>>>

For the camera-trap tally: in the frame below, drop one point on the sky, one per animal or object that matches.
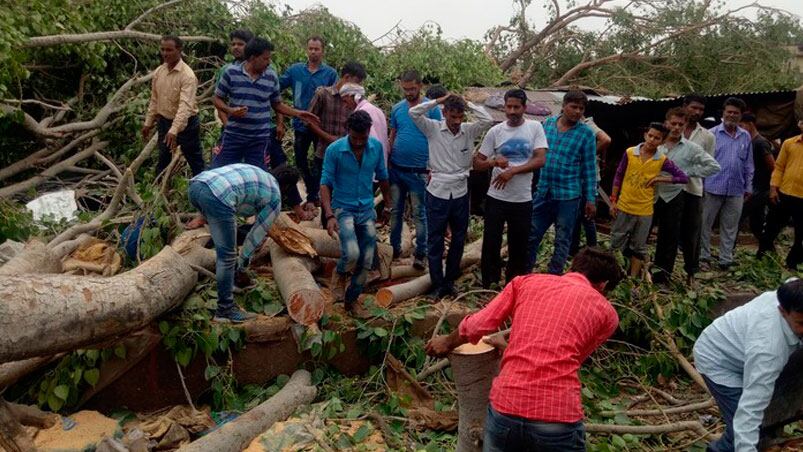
(458, 18)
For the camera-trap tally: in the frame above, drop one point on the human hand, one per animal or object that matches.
(501, 179)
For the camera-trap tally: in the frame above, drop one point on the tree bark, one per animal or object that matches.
(237, 434)
(47, 314)
(293, 276)
(386, 296)
(474, 368)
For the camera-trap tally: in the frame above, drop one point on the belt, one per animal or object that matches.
(407, 169)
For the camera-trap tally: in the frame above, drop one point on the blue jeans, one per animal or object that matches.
(727, 400)
(239, 149)
(440, 214)
(415, 183)
(223, 227)
(508, 433)
(561, 213)
(357, 246)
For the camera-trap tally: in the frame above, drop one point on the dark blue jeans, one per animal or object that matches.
(505, 433)
(223, 227)
(239, 149)
(727, 400)
(301, 145)
(414, 183)
(357, 246)
(546, 212)
(440, 214)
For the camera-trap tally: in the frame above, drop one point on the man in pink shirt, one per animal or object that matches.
(354, 96)
(557, 322)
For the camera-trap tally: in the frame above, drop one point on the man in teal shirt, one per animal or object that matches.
(741, 355)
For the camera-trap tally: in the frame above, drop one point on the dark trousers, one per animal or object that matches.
(440, 214)
(301, 145)
(517, 216)
(727, 400)
(755, 209)
(511, 433)
(189, 139)
(789, 206)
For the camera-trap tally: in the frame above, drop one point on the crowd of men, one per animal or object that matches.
(681, 178)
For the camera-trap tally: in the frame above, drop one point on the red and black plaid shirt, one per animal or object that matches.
(557, 322)
(333, 112)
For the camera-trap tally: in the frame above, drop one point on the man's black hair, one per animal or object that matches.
(359, 121)
(317, 38)
(790, 296)
(735, 102)
(243, 34)
(454, 103)
(257, 47)
(176, 40)
(516, 93)
(575, 97)
(598, 266)
(410, 75)
(355, 69)
(693, 97)
(659, 126)
(286, 176)
(436, 91)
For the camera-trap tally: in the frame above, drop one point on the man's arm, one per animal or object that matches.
(260, 229)
(474, 326)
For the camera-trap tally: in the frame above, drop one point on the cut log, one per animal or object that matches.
(47, 314)
(387, 296)
(474, 368)
(293, 276)
(237, 434)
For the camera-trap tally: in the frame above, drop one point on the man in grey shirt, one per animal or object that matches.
(740, 356)
(451, 146)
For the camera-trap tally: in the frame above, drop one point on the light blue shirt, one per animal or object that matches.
(692, 159)
(747, 348)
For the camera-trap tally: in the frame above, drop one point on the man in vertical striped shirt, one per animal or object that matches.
(247, 94)
(557, 322)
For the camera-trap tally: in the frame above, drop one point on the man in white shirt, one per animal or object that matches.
(742, 354)
(513, 149)
(450, 142)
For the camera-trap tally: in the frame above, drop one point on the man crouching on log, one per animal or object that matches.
(742, 354)
(220, 194)
(347, 198)
(557, 322)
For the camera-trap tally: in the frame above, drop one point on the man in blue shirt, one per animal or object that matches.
(347, 197)
(247, 94)
(303, 79)
(741, 355)
(568, 177)
(408, 171)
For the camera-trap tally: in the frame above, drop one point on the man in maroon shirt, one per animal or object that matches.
(557, 322)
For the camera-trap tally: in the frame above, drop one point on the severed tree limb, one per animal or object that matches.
(52, 171)
(77, 38)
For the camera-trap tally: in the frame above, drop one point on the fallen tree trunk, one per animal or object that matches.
(237, 434)
(55, 313)
(386, 296)
(293, 276)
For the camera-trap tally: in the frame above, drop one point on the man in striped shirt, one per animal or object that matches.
(557, 322)
(247, 94)
(221, 194)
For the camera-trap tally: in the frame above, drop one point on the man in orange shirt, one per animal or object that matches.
(786, 197)
(557, 322)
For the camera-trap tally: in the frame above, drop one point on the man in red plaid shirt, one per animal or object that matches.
(557, 322)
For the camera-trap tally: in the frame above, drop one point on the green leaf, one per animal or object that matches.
(61, 391)
(92, 376)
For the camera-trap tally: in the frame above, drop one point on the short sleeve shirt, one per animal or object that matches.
(517, 145)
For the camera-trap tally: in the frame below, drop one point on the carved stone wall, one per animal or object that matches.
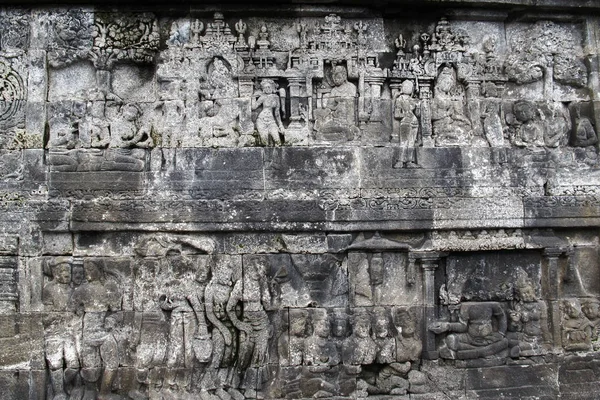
(300, 202)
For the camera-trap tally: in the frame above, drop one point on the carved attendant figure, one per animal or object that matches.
(268, 123)
(253, 295)
(576, 328)
(219, 105)
(528, 321)
(59, 340)
(529, 131)
(337, 121)
(216, 296)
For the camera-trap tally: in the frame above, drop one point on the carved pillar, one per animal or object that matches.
(426, 127)
(246, 88)
(551, 282)
(473, 92)
(297, 88)
(429, 263)
(103, 80)
(375, 83)
(592, 44)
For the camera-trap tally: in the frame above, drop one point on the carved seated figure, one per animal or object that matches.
(360, 348)
(527, 321)
(529, 131)
(408, 346)
(479, 333)
(591, 309)
(337, 120)
(60, 341)
(220, 109)
(451, 127)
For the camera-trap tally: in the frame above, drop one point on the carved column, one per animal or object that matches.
(426, 127)
(551, 282)
(375, 83)
(473, 92)
(297, 88)
(429, 263)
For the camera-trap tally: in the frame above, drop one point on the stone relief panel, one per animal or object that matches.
(230, 82)
(334, 204)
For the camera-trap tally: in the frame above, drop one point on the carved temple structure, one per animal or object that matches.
(385, 200)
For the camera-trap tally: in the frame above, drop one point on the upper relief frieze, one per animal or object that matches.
(226, 81)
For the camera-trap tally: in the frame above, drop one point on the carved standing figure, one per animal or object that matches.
(252, 294)
(321, 358)
(405, 110)
(268, 122)
(60, 342)
(490, 116)
(219, 375)
(576, 328)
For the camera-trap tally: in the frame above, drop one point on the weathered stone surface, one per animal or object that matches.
(396, 200)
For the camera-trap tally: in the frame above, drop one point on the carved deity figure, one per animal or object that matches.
(406, 108)
(584, 134)
(321, 358)
(112, 344)
(557, 124)
(391, 378)
(408, 346)
(252, 295)
(219, 107)
(577, 330)
(591, 309)
(60, 341)
(490, 116)
(96, 123)
(451, 127)
(126, 131)
(219, 375)
(268, 122)
(360, 348)
(337, 121)
(182, 321)
(386, 344)
(96, 295)
(528, 131)
(480, 332)
(297, 336)
(527, 321)
(171, 114)
(127, 140)
(150, 340)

<<<

Task item: Pictures stay out; everything else in the entries is copied exactly.

Written answer:
For the camera-trap tally: in the frame below, drop one point on the sky, one per animal or object that matches.
(458, 18)
For the camera-trap tally: in the frame above, drop one point on the human hand, one per animal or object that matches.
(501, 179)
For the camera-trap tally: in the frame above, drop one point on the tree bark, one per animal or object that matches.
(237, 434)
(47, 314)
(293, 276)
(386, 296)
(474, 368)
For the camera-trap tally: in the frame above, drop one point on the belt, one per animal or object that matches.
(407, 169)
For the camera-trap tally: in the frame above, drop one point on the blue jeans, one per animal or object that matches.
(727, 400)
(239, 149)
(440, 214)
(415, 183)
(223, 227)
(508, 433)
(561, 213)
(357, 246)
For the camera-trap tally: in the frame above, drop one point on the dark blue jeans, one per animal or object that matches.
(505, 433)
(223, 227)
(239, 149)
(727, 400)
(301, 145)
(414, 183)
(357, 246)
(546, 212)
(440, 214)
For the camera-trap tally: in the frame above, drop one point on the man in pink shirt, one per animal or object that matches.
(354, 96)
(557, 322)
For the camera-trap tally: in the frame above, drop one point on the man in teal shirt, one per animal or object that matches.
(741, 355)
For the camera-trap tally: in the frame above, drop one point on the dark trousers, one per animal or object that matches.
(440, 214)
(301, 145)
(517, 216)
(727, 400)
(755, 209)
(511, 433)
(189, 139)
(789, 206)
For the camera-trap tally: in the frame above, drop one point on the crowd of men, one per animal or object that matches.
(681, 178)
For the camera-trap tally: in the frame above, drop one point on the red and black plaid shirt, one per animal or object that matches.
(557, 322)
(333, 112)
For the camera-trap tally: in the frame above, drop one point on the man's black hair, one per animal or object that matches.
(359, 121)
(317, 38)
(790, 296)
(735, 102)
(243, 34)
(454, 103)
(257, 47)
(176, 40)
(516, 93)
(575, 97)
(598, 266)
(410, 75)
(355, 69)
(693, 97)
(659, 126)
(286, 176)
(436, 91)
For the camera-trap tally: in the frame above, drop one point on the man's arm, one per animal or object that matches.
(260, 229)
(474, 326)
For the camera-trap tally: in the frame above, drop one point on the cut log, one per animal or object that matches.
(47, 314)
(387, 296)
(474, 368)
(293, 276)
(237, 434)
For the camera-trap tally: in the frame above, drop one point on the man in grey shirt, one per animal or object that matches.
(740, 356)
(451, 146)
For the camera-trap tally: in the frame above, drop one point on the light blue shirt, one per animal or object that matches.
(692, 159)
(747, 348)
For the camera-trap tally: in the frame above, drop one point on the man in vertical striped shirt, one per animal or object that matches.
(247, 94)
(557, 322)
For the camera-trap tally: in the frame above, drop one point on the man in white shirt, one per animal or object that matches.
(742, 354)
(513, 149)
(450, 142)
For the camera-trap tally: in the frame above, drop one point on the man crouching on log, one per animal or object that matches.
(742, 354)
(220, 194)
(347, 198)
(557, 322)
For the camera-trap tally: in the frame above, drop one point on the man in blue shirt, one per animal or object that matches.
(347, 197)
(247, 94)
(303, 79)
(741, 355)
(568, 177)
(408, 171)
For the camera-trap tally: in the frame above, drop one point on the man in maroon shirt, one per animal or object that matches.
(557, 322)
For the camera-trap tally: in the frame above, drop one point on the severed tree limb, one per animal or object that matches.
(52, 171)
(77, 38)
For the camera-trap tally: in the frame above, drop one point on the fallen tree trunk, one per animal or object that matches.
(237, 434)
(55, 313)
(386, 296)
(293, 276)
For the camera-trap tally: in the frame above, drop one point on the man in striped shirt, one per animal or object that matches.
(557, 322)
(247, 94)
(221, 194)
For the camera-trap tally: in the frame above, drop one point on the man in orange shirt, one per animal or object that matches.
(786, 197)
(557, 322)
For the camera-trap tally: in the frame above, drop one point on the man in red plaid shirt, one per animal or object that matches.
(557, 322)
For the camera-trap tally: in the frame above, drop one point on the green leaf, one per animal or object that matches.
(61, 391)
(92, 376)
For the camera-trap tally: in the frame above, drop one point on the short sleeve shirt, one per animal or object that matches.
(517, 145)
For the camera-trap tally: in the frame below, drop one point on the carved stone wall, one per animal or object that matches.
(300, 202)
For the camera-trap tally: in the frame above, drop one point on the carved attendant figure, one per animal or object that matches.
(268, 123)
(253, 295)
(576, 328)
(219, 105)
(528, 321)
(59, 340)
(529, 131)
(337, 121)
(216, 296)
For the camera-trap tally: in the frame above, drop one point on the carved pillar, one per animal or object that matches.
(426, 127)
(246, 88)
(551, 282)
(473, 92)
(297, 88)
(429, 263)
(103, 80)
(375, 83)
(592, 44)
For the camera-trap tally: in the frame above, drop one point on the carved seated figure, one per animal or object that matches.
(360, 348)
(527, 321)
(529, 131)
(408, 346)
(479, 333)
(591, 309)
(337, 120)
(60, 341)
(220, 109)
(451, 127)
For the camera-trap tally: in the frame above, drop one point on the carved column, one per animal or object that matches.
(426, 127)
(551, 282)
(375, 83)
(473, 92)
(297, 88)
(429, 263)
For the camera-trap tally: in the frame above, drop one point on the stone relief panel, one per animal or object that matches.
(230, 82)
(334, 204)
For the camera-trap tally: in the frame above, drop one point on the carved temple structure, one per animal or object that matches.
(385, 200)
For the camera-trap tally: in the frame above, drop one point on the upper relief frieze, one per animal or object that matches.
(226, 81)
For the camera-trap tally: in the frame above, drop one point on the carved standing figure, one per animal or object that matches.
(252, 294)
(321, 358)
(405, 110)
(268, 122)
(60, 342)
(490, 116)
(219, 375)
(576, 328)
For the camera-trap tally: in the frame above, drop one point on the weathered stone surface, one per animal or object that matches.
(396, 200)
For the camera-trap tally: in the frame above, drop one point on the carved deity figure, one per animal or object that matches.
(406, 108)
(584, 134)
(321, 358)
(112, 344)
(557, 124)
(391, 378)
(408, 346)
(252, 295)
(219, 107)
(577, 330)
(591, 309)
(60, 341)
(490, 116)
(96, 123)
(451, 127)
(126, 131)
(219, 375)
(268, 122)
(360, 348)
(337, 121)
(182, 321)
(386, 344)
(96, 295)
(528, 131)
(480, 332)
(297, 336)
(527, 321)
(171, 114)
(127, 140)
(150, 340)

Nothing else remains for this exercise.